- _Text section_

Some topics in IP attract more attention than they deserve, while others are underappreciated. Think about all the academic ink that has been spilled about genericism in trademarks; it seems that the more that is written, the less likely it is that genericism will be found. To the contrary is IP licensing. Most Kat readers can anecdotally confirm that IP licensing is wide-spread. However, there is a surprisingly thin corpus of commentary, with the result that certain licensing practices are, frankly, not well-understand.

A good example of the latter is the notion of “covenant not to sue” (also referred to as a “nonassertion agreement”). Again, anecdotally at least, it seems that a covenant not to sue is frequently used, especially in patent and trademark licensing. Notwithstanding, this Kat has not found a satisfactory way of defining, or at least describing, what the covenant is. “Come on Kat”, you might say, “the fault lies with you.” Perhaps. But this Kat would argue that the problem rests with the notion itself.

Focusing on patents, consider that the statutory treatment of licenses and licensing varies greatly. In the U.S., the subject is largely absent from the patent statute, with no real treatment of the differences between an exclusive and a non-exclusive license. By contrast, take a country like Israel, whose patent statute provides (at least a partial) definition of exclusive and non-exclusive licenses, with special attention to the right to sue. Here, as well, however, there is no statutory reference made to a covenant not to sue. Varieties of these two approaches can be found in most other jurisdictions; what seems common to all is that none provides a real definition of what is entailed in a covenant not to sue.

“Not so fast, Kat, there is a body of understanding about what is meant.” Let’s explore this claim. A useful book on patent licensing, at least under U.S. law, is Drafting Patent License Agreements, by Brian Brunsvold and others (now apparently published in its 8th edition). The lead paragraph on their brief treatment of the topic in the 6th edition (written by Brunsvold and Dennis O’Reilly) states as follows:
“A patent owner may contractually agree not to assert the patent. Such an agreement, interchangeably known as a nonassertion agreement or a covenant not to sue, is used where a nonexclusive license is in inappropriate or is to perceived have unacceptable consequences.

- _Excerpted records_
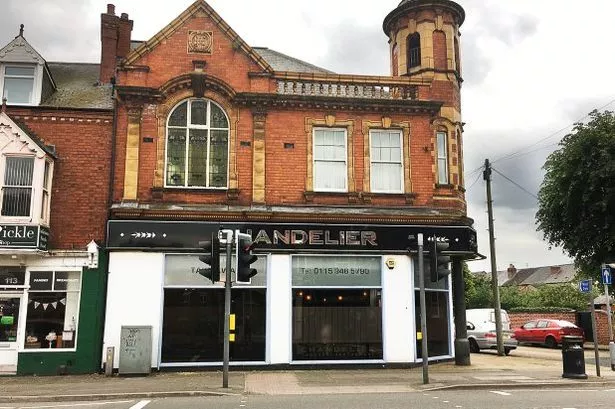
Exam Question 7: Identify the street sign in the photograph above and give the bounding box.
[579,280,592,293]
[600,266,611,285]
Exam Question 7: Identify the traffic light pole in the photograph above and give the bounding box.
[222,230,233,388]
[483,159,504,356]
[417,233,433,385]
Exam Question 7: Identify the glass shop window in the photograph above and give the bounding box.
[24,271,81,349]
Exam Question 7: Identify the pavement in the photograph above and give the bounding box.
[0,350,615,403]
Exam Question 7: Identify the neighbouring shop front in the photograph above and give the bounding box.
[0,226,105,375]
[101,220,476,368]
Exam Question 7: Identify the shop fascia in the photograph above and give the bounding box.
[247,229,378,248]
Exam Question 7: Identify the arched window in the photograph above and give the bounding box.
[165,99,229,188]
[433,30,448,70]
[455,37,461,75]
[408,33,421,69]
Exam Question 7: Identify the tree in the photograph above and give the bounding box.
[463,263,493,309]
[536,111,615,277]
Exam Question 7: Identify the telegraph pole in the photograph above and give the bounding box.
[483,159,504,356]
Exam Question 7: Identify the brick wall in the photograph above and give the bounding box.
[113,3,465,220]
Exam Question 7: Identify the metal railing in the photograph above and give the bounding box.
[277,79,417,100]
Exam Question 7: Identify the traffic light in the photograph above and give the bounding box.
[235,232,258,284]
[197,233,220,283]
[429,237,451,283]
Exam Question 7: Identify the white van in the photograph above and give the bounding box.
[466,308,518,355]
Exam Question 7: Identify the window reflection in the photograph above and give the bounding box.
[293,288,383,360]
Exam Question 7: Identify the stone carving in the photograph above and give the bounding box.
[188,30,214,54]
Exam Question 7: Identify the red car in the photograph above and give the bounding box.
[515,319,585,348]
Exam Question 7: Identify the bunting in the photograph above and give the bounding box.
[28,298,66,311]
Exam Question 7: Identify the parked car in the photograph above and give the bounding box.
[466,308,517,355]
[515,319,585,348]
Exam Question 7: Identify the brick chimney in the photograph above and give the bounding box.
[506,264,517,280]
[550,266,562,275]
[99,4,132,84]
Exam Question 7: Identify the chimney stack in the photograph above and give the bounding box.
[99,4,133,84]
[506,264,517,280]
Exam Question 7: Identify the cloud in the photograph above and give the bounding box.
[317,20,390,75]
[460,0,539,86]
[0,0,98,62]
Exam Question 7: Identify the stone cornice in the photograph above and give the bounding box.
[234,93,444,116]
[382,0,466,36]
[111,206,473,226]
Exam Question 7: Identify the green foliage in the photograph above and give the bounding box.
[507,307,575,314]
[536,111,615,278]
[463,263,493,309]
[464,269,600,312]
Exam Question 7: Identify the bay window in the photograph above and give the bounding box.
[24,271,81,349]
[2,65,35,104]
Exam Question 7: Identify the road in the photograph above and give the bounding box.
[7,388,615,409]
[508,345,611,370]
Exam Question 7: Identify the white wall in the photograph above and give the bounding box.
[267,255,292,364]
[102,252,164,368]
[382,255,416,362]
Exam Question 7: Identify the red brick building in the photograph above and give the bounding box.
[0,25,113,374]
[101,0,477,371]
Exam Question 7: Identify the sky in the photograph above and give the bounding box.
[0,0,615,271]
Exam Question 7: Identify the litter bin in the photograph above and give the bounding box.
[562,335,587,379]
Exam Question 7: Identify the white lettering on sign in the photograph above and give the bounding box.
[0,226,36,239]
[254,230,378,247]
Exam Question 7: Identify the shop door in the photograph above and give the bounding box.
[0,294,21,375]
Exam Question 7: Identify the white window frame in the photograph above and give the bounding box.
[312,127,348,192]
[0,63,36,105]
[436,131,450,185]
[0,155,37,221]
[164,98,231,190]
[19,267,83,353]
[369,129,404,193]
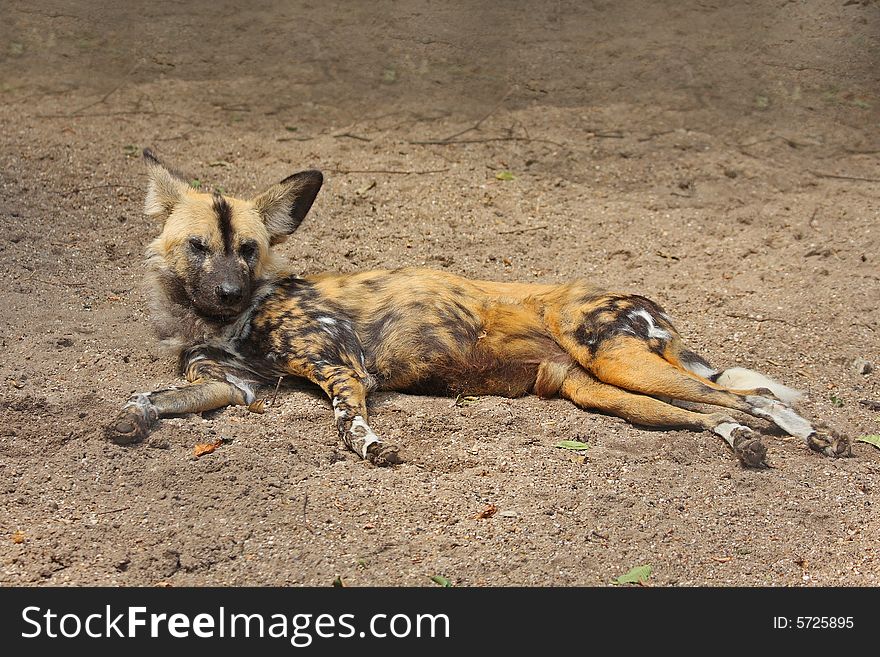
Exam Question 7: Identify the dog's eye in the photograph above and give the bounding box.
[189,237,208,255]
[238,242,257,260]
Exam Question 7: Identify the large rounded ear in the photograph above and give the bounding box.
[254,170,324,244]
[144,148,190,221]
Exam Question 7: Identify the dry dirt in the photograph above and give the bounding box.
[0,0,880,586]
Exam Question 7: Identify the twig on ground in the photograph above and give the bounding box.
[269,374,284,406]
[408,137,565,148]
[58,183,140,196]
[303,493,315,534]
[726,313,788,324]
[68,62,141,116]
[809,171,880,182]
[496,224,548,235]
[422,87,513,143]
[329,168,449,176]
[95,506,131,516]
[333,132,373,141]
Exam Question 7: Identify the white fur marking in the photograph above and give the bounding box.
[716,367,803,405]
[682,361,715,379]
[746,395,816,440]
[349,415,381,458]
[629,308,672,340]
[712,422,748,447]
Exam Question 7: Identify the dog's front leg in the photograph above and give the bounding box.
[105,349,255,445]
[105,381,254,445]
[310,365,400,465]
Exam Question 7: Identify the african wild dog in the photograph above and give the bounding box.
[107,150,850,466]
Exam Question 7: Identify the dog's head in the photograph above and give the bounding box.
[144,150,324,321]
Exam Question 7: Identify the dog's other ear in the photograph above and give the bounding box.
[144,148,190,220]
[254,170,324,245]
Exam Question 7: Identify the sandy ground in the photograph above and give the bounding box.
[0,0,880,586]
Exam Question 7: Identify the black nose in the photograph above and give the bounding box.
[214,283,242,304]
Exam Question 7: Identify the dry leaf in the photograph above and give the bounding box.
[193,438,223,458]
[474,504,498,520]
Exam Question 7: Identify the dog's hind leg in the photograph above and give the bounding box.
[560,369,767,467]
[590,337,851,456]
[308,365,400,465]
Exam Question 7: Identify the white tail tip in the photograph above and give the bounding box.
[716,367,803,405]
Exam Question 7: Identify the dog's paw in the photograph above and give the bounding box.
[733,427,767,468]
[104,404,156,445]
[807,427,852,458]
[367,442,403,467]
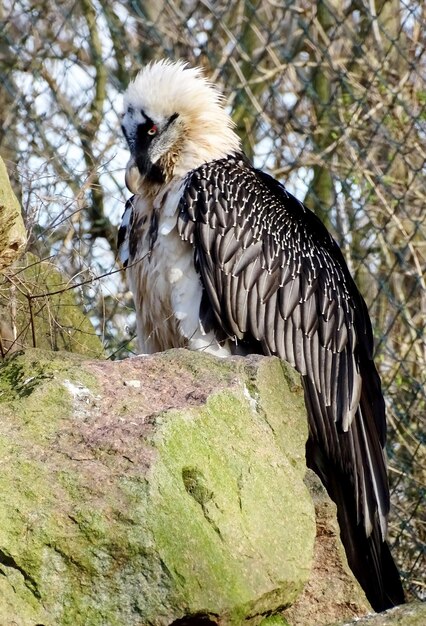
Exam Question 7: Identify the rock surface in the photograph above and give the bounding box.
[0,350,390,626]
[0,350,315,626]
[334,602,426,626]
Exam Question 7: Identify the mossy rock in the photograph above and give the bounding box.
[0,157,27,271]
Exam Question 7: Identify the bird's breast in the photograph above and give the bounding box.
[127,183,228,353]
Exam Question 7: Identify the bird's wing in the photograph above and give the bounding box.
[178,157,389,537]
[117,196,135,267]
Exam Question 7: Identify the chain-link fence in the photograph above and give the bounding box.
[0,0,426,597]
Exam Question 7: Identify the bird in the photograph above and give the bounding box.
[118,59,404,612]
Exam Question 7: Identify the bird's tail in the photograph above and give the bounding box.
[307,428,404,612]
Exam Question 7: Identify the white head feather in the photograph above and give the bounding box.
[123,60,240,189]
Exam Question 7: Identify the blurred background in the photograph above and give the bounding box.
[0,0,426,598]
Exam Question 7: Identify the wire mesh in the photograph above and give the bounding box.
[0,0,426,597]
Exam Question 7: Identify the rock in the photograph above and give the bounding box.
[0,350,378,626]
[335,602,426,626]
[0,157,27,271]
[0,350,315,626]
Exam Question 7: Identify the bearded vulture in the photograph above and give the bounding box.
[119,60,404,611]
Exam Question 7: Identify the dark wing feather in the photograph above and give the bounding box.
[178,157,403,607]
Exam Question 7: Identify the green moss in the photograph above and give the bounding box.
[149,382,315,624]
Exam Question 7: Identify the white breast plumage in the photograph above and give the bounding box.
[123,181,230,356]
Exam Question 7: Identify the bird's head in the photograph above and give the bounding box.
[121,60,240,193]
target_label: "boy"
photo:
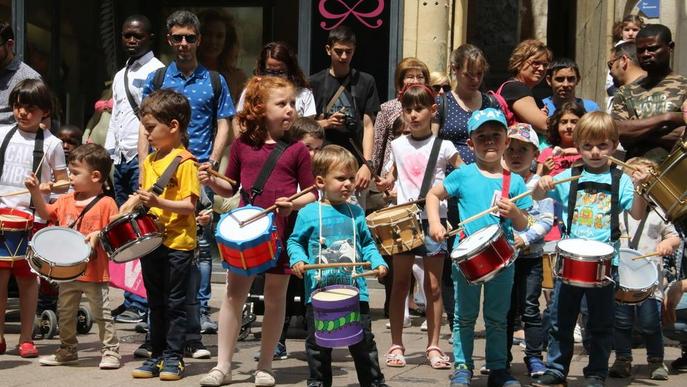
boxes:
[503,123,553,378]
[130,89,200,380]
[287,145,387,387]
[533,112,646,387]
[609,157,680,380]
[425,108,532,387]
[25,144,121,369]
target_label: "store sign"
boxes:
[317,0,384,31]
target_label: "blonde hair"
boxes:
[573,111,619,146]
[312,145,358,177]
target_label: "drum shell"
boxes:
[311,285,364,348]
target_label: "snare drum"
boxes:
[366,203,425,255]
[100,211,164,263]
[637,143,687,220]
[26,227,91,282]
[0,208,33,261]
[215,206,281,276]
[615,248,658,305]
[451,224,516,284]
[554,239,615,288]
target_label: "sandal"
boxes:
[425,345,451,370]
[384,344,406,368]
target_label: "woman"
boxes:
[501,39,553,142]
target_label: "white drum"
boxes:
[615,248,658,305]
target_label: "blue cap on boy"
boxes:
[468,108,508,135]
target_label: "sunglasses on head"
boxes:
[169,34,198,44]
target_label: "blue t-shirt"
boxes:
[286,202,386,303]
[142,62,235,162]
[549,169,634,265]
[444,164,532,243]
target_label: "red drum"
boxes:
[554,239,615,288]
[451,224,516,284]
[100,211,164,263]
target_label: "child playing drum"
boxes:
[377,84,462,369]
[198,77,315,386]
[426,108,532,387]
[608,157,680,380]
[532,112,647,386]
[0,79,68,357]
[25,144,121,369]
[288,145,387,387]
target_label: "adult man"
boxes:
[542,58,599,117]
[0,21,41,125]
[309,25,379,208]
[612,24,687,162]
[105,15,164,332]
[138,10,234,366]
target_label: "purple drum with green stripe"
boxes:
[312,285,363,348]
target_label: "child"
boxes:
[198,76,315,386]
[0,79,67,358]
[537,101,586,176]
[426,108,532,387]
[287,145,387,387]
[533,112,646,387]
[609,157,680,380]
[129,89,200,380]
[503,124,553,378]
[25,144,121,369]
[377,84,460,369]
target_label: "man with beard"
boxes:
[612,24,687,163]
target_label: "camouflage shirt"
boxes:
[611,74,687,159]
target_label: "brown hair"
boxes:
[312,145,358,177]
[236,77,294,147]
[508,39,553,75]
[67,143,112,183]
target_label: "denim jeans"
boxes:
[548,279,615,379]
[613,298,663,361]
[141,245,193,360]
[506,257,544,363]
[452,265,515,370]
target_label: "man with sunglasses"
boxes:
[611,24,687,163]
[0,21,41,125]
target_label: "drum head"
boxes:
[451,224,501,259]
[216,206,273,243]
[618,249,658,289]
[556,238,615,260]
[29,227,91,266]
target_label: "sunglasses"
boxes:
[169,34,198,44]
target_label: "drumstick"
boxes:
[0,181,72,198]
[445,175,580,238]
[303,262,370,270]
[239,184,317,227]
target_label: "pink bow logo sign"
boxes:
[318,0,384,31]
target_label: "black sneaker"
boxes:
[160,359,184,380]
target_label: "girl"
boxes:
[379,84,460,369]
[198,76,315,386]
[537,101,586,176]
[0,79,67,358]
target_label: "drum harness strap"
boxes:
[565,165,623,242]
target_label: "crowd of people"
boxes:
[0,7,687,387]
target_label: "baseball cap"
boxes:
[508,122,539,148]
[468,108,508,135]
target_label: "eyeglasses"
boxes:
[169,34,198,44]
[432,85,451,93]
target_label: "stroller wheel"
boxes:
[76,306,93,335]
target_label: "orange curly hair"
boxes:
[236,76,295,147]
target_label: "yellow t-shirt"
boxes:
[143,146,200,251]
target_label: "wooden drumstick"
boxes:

- _Given exercise 1_
Answer these questions from the text on covenants not to sue:
(a) What other name for a covenant not to sue does it give?
(b) Which country's patent statute provides at least a partial definition of exclusive and non-exclusive licenses?
(c) Who wrote the 6th-edition treatment of the topic that it quotes?
- _Given exercise 2_
Go on with the text on covenants not to sue from the point where it stops.
The data has no connection to the text on covenants not to sue.

- _Expected output 1_
(a) A nonassertion agreement.
(b) Israel.
(c) Brian Brunsvold and Dennis O'Reilly.

- _Expected output 2_
The grantor of a nonexclusive license impliedly represents possession of the power to grant the license and necessarily represents the power to impose the equivalent of a lien on the patent. Similarly, the grantor of a covenant not to sue will be presumed to have a right of action against the grantee at the time the covenant is granted. Since a patent application does not give its owner a right of action, a covenant not to sue cannot be granted until the patent issues. Notwithstanding a presumption that the grantor has a right of action, i.e., owns or had the right to enforce the patent, good practice suggests obtaining an express representation to that effect.

A covenant not to sue is a promise of the grantor that does not necessarily future owners of the patent. Thus, even where the grantor owns the patent at the time, the grantor may assign it to another who, absent a contractual provision, would not be bound by earlier covenants not to sue. The recipient of such a promise, therefore, should obtain an express representation of ownership by the grantor and should contractually require the grantor to impose the same promise on any future assignee of the patent” (footnotes omitted).
This Kat would suggest that the foregoing reflects a common understanding that a covenant not to sue differs from a non-exclusive license in that it is personal to the parties. A covenant not to sue does not represent that the grantor necessarily has good title or can enforce the patent against the grantee, nor does it bind successors to the patent. (As such, it reminds this Kat of a quitclaim deed in real property, where the grantor does not warrant that it has any rights in the property). So far, so good—if the parties want to bind themselves in this fashion, they should be allowed to do so.

What this Kat does not understand, however, is the suggestion by the authors that express representations be given by the grantor regarding ownership and assignment of the covenant. If these explicit assurances are contractually given, what is the difference between a non-exclusive license and a covenant to sue, whatever the caption? Consider the sample clause provided by the authors—
“Company A hereby covenants not to sue Company B under any patent listed in Exhibit A for infringement upon any act by Company B of manufacture, use, sale, offer for sale, or import that occurs after the effective date of this Agreement. Company A hereby represents that it owns full and equitable title to each patent listed in Exhibit A. Company A further promises to impose the covenant of this paragraph on any third party to whom Company A may assign a patent listed in Exhibit A.”
What makes this provision a covenant not to sue, as opposed to an alternative formulation of a grant of non-exclusive license? This Kat has no answer.

See also, “When is a licence not a licence? When it’s a covenant not to sue?”, IP Draughts, 26 January 2013, here.


Anonymous said...

"What is love?" - Cole Porter certainly "Haddaway" with lyrics...

Stephen Johnson said...


The U.S. Supreme Court was asked to address this murky question in the Meso Scale v Roche case in October 2015. It did not grant cert.

Prof. Dennis Crouch blogged on it.

Kind regards

Stephen Johnson

Anonymous said...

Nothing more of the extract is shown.